#### THE DATA ####
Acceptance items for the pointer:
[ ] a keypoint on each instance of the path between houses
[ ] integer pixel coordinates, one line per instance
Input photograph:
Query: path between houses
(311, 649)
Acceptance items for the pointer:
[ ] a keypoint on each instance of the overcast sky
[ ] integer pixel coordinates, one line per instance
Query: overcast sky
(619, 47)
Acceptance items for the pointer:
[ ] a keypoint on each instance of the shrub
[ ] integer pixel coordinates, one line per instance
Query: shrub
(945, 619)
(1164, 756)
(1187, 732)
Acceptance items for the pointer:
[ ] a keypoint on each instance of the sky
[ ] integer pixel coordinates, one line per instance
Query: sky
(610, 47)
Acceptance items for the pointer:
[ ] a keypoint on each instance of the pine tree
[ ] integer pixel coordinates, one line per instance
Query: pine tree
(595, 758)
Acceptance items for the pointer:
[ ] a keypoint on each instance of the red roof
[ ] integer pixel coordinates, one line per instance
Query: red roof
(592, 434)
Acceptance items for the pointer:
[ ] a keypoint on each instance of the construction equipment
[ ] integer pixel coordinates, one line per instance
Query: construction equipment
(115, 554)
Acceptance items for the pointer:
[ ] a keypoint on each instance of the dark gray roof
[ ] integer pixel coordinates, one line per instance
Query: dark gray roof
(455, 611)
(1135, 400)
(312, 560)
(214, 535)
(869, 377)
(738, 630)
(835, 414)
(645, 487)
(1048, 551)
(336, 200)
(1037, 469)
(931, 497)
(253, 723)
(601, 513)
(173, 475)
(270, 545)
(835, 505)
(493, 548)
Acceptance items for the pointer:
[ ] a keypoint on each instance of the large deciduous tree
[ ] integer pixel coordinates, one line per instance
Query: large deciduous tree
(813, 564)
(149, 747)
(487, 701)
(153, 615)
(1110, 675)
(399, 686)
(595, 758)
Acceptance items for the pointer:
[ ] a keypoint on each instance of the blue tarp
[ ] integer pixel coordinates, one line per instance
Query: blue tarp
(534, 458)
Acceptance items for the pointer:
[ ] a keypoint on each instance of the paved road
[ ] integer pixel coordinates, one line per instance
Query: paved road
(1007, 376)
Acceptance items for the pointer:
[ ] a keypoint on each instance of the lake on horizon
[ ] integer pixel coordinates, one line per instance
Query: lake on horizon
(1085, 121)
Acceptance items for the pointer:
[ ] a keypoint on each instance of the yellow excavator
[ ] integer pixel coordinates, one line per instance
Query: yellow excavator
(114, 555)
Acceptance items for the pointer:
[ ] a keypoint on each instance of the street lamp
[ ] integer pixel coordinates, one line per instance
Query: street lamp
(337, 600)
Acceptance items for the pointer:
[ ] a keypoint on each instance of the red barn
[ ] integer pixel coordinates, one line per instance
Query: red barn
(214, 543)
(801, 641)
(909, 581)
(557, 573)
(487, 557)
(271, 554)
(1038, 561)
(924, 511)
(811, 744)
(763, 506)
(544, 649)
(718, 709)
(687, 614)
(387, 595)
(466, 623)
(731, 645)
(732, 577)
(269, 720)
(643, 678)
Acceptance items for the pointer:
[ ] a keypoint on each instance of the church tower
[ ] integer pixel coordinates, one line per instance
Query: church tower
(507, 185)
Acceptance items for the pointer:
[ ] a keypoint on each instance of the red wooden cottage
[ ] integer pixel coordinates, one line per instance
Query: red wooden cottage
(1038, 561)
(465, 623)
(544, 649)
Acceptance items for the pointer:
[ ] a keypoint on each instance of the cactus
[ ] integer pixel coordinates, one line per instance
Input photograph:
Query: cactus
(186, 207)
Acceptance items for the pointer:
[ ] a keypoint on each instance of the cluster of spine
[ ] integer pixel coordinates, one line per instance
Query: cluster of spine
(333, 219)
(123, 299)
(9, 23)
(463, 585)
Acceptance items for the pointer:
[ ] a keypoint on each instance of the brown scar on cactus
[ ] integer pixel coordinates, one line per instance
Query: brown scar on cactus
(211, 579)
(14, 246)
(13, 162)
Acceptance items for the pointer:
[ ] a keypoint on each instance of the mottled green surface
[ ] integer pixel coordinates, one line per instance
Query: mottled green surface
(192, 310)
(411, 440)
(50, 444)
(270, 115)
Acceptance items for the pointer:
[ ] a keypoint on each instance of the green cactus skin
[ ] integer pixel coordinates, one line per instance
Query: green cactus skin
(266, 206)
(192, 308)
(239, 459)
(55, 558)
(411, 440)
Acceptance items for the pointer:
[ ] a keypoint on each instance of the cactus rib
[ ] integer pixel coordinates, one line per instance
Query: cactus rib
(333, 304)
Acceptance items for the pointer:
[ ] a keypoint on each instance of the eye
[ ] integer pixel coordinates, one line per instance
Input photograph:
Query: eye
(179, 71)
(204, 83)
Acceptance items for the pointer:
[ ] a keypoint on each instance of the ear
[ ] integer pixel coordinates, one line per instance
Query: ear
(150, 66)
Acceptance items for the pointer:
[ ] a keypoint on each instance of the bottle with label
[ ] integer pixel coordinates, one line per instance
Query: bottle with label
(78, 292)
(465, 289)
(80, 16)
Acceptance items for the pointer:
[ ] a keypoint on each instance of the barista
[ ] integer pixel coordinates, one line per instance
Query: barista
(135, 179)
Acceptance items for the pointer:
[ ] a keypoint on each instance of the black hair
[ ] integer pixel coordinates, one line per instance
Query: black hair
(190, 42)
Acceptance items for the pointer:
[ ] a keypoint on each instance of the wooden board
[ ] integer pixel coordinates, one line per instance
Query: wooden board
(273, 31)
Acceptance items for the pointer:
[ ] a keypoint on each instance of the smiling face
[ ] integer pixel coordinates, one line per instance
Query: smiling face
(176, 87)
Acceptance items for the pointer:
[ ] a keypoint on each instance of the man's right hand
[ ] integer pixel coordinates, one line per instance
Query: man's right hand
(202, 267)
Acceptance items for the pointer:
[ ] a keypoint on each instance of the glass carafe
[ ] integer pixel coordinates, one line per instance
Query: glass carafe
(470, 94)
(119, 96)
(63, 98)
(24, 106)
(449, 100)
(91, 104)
####
* **EXERCISE**
Starting at the line that contains "[ ] a keypoint on each instance of the smiling", write out every line through the last one in the data above, exactly as it stands.

* **SOLUTION FOR THIS EXERCISE**
[ ] a keypoint on each instance of the smiling face
[ ] integer pixel coordinates, one line per instance
Query: smiling face
(176, 87)
Acceptance items for the pointer:
[ ] a keypoint on each instance of the man's right hand
[ ] integer pixel coordinates, one line per instance
Query: man's right hand
(202, 267)
Acceptance items for the pointer:
[ ] a keypoint on each instance of the glass carafe
[ ] integer pixel coordinates, one line per instance
Query: glass carafe
(470, 94)
(119, 96)
(63, 98)
(24, 106)
(449, 100)
(91, 104)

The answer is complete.